▸ **What is needed**
Exact reproductions of all the entries, please, and no pictures.

Region pointing data
· · · · ·

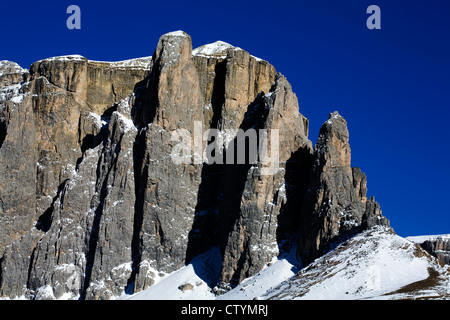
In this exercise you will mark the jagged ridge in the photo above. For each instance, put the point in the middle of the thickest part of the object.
(102, 208)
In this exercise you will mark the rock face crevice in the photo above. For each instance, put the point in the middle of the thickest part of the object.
(93, 205)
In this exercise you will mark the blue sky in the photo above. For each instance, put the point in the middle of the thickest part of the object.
(392, 85)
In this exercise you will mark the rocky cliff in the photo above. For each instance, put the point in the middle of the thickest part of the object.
(92, 203)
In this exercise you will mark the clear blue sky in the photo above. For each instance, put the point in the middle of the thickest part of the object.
(392, 85)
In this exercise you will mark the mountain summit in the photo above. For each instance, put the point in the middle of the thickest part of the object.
(93, 206)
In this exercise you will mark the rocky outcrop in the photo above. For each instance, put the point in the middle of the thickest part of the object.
(93, 204)
(335, 205)
(438, 247)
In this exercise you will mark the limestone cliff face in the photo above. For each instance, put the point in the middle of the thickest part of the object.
(438, 247)
(335, 205)
(93, 205)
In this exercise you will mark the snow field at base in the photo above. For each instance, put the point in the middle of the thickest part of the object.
(372, 265)
(368, 266)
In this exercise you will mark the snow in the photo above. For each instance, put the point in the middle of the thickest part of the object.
(218, 49)
(178, 33)
(280, 269)
(201, 273)
(70, 57)
(138, 63)
(369, 266)
(372, 265)
(17, 99)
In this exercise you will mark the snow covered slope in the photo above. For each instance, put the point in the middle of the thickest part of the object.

· · · · ·

▸ **Problem solution**
In this exercise you will mark the jagged ridge in the photo above. For each instance, put the point in the middle of the thickest part of the object.
(102, 208)
In this exercise you will mark the rock face crevice in the photo above. For each instance, put the point in the middle of the thickest part of the object.
(93, 205)
In this exercise you will mark the blue sky in the photo above. For each instance, put the point in the middle of the thickest part of the object.
(392, 85)
In this exercise you will mark the rocky cliff in the photo above. For each instance, put the point in the middle of the thickest part of the object.
(92, 203)
In this exercise you will mark the clear blue sky in the photo above. For each instance, put the point in the middle of the thickest part of the object.
(392, 85)
In this exercise you will mark the mountain summit in the photo above. For each instance, put the point in the middle of the thickest part of the object.
(93, 206)
In this exercise you will mark the rocky outcrop in the photo above. For each instance, put the point in the middle of the thickest part of the object.
(93, 204)
(335, 205)
(438, 247)
In this exercise you will mark the limestone cliff face in the photo above. For each instance, put the point in the middle of the thickest part of the object.
(438, 247)
(335, 205)
(93, 205)
In this exercise you will mark the snow field at base in the photo above. For each instance, put the point in the middle of the thickest part of the object.
(372, 265)
(368, 266)
In this exercise you will mark the snow in the photo above. For each instance, put the point in the middle of the thickest part of the object.
(218, 49)
(178, 33)
(280, 269)
(201, 273)
(70, 57)
(138, 63)
(369, 266)
(372, 265)
(17, 99)
In this exercise you will mark the snow covered slope in the photo above. For each instance, put the point in the middle of the thickest part of the object.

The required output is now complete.